Given exercise 1: List each line in the records below that contains the string "frame".

▬▬▬▬▬▬▬▬▬▬

Wednesday, November 28, 2007

Six Sigma

If you talk to Japanese manufacturing companies (say Toyota or Toshiba) and you talk data quality, then soon you'll talk 'Six Sigma'. Six sigma is a term derived from the statistical term describing the standard deviation (sigma) and therefore describes the likelyhood to make an error. If you reach Six Sigma, you reach a quality where you hardly make any mistakes. This is particularly important in manufacturing.

When talking Six Sigma I think it is mostly striking to see that the quality process is everywhere; it is engrained in the organisation -from workers up to sr managers - quality is everywhere. And that is - I think - the main message of Six Sigma: You can only reach high levels of quality (and therefore also information quality) if this is engrained in everything we do.

Some vendors of data quality tools start to use the term Six Sigma in their toolkit and that makes me sceptical, since it is not the tool that does the job, but the complete culture change. So if you see managers buying a Six Sigma tool and not do anything else - than don't trust them!

Labels: ,

Sunday, November 25, 2007

Making Controls Work

Data architects need to balance constantly between what we want in terms of easy to use functionality and building in some level of control. Users do not want to be bothered with storing data in the right place, or adding all sorts of meta data, but data managers know that without this it is not easy to re-use the data elsewhere, or later during the life cycle of the data.

So one of the holy grails for data architects is to find that right balance between easy functionality and the controls. My view is that we need to focus with controls on the 'must-have' and further see how much we can already populate through some smart algorithms. At the end of the day we all know that if things are automated they will happen (like the a search index), and when you rely on the user it is more likely that meta data stays incomplete and inconsistent, unless there is a lot of control. The right balance is even easier to find if some of the user interaction can be supported by work done by automated processes - e.g. if the meta data can be pre-populated, and users only need to click OK (and take out the glaring mistakes), then this process may work.

▬▬▬▬▬▬▬▬▬▬

Given exercise 2: Reproduce word for word the passage of the data quality posts above that begins at the words "Sunday, November 25, 2007" and stops after the words "of the data.".

Excerpts of pointing data:
▬▬▬▬▬▬▬▬▬▬

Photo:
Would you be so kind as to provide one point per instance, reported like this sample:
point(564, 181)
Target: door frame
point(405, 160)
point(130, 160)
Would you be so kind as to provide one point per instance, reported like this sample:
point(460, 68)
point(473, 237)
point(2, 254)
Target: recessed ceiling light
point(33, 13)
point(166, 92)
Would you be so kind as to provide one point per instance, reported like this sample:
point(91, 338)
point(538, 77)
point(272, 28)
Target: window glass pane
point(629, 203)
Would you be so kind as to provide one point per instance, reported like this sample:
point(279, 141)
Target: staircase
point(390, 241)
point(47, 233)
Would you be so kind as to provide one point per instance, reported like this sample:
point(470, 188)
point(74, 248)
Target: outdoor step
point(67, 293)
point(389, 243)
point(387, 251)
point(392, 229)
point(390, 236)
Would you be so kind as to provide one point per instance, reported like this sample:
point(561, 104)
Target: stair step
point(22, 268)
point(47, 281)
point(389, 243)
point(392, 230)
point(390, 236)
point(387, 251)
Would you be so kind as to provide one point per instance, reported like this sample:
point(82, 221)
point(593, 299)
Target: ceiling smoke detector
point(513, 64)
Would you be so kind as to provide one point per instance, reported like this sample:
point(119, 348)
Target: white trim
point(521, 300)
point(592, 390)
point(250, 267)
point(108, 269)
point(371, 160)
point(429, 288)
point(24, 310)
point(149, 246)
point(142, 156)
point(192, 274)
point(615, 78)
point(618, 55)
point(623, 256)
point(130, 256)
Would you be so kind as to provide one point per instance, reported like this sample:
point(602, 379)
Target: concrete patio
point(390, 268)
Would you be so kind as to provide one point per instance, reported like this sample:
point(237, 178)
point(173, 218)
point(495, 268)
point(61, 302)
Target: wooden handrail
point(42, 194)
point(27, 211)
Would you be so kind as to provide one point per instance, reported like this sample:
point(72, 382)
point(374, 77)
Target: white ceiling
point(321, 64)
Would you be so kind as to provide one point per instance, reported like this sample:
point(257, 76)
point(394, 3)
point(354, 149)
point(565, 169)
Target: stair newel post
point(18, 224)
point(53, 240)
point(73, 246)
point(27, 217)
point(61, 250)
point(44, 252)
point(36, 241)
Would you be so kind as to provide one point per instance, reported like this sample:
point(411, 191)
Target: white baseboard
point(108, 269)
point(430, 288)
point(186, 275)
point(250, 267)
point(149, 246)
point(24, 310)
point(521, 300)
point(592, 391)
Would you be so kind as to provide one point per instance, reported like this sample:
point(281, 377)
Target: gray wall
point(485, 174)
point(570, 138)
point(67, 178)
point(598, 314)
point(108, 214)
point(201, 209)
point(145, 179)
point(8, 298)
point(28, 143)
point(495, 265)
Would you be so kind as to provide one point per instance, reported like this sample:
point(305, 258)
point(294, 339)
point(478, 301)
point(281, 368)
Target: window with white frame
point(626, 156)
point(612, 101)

▬▬▬▬▬▬▬▬▬▬

Response 1:
Target: door frame
Target: window with white frame

Response 2:
Sunday, November 25, 2007

Making Controls Work

Data architects need to balance constantly between what we want in terms of easy to use functionality and building in some level of control. Users do not want to be bothered with storing data in the right place, or adding all sorts of meta data, but data managers know that without this it is not easy to re-use the data elsewhere, or later during the life cycle of the data.